WHAT YOU NEED TO DO:
1. According to the text on venous ulcers, what is the mainstream treatment for them?
2. Please return the venous ulcer text word for word, everything from "Depending on the" down to "recurrence of the ulcer.".

Venous ulcer, also known as stasis ulcer, is an ulceration mostly found in the lower extremities just above the ankle region. It is often found in the elderly and occurs in women more than men.
Venous ulcers are caused due to increased pressure of blood in the lower extremities. As you age, valves of the larger veins can become damaged. Damage may also occur from previous blood clots and varicose veins. Gravity causes blood to flow back through the damaged valves and accumulate in the smaller veins in the legs lying beneath the skin. As pressure builds, fluid seeps out of the veins under the skin, resulting in inflammation, thickening, and damage to the skin. This then leads to skin breakage, eventually forming an ulcer.
Venous ulcers can be diagnosed in a clinical examination by performing an ultrasound scan. Blood and urine tests may be ordered to rule out other conditions, such as anaemia, diabetes, kidney disorders, and rheumatoid arthritis, which can worsen skin ulcers. Your doctor may also perform an Ankle Brachial Pressure Index (ABPI) to rule out peripheral vascular disease.
Depending on the severity of your ulcer, venous ulcer care can be conservative, medical, and/or surgical. Treatment aims at reducing oedema, hastening healing, and preventing recurrence of the ulcer.
Compression therapy is the mainstream treatment for venous ulcers. It neutralises the increased pressure in the leg veins and allows the ulcer to heal faster. Once the wound is dressed, 2-3 layers of bandages are applied over the dressing from ankle to thigh, in such a way that more pressure is applied at the ankle, gradually reducing towards the thigh. Compression stockings may be used as an alternative to bandaging, but is considered inferior to bandaging.
Keeping your legs elevated above the level of your heart, along with compression therapy, can help reduce oedema, improve circulation, and help in faster healing of the ulcer.
Special dressings are used beneath compression bandages to promote faster healing and prevent the bandage from sticking to the ulcer. A variety of bandages are available and your doctor will decide on the appropriate bandage for you.
Medications such as Pentoxifylline, Aspirin, Iloprost, Oral Zinc, Antibiotics/Antiseptics, along with compression therapy, can help improve circulation, prevent infections, and provide quicker healing of the venous ulcer.
Chronic ulcers that are difficult to be managed by conservative measures and medications will necessitate surgical management. Surgical options may vary from patient to patient. Some of the options include the following:
Dead tissue and bacterial burden are removed using sharp scissors or curettes. This type of procedure has been used for a long time in wound care to provide faster healing of the wound.

SUPPLIED DATA:
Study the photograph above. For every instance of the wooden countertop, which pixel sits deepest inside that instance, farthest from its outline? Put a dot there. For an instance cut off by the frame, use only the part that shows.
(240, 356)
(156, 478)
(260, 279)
==
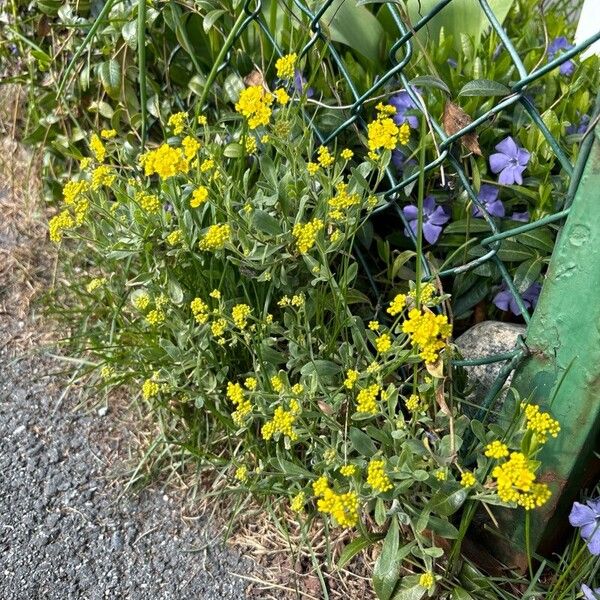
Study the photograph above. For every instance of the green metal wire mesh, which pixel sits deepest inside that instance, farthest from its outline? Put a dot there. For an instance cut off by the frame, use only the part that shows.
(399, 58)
...
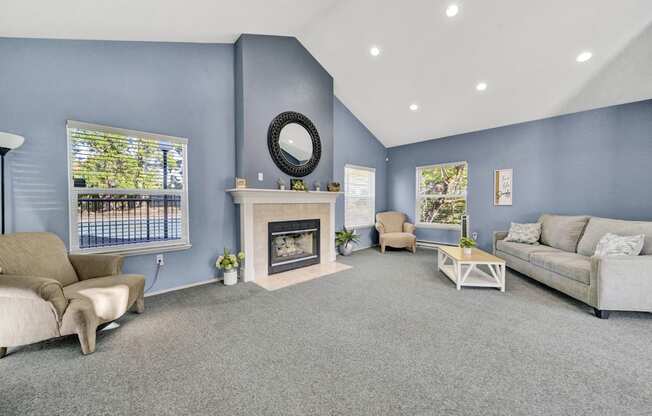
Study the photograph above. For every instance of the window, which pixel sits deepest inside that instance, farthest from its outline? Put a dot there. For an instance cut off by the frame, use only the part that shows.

ANSWERS TO EACH TASK:
1. Compression therapy.

2.
Depending on the severity of your ulcer, venous ulcer care can be conservative, medical, and/or surgical. Treatment aims at reducing oedema, hastening healing, and preventing recurrence of the ulcer.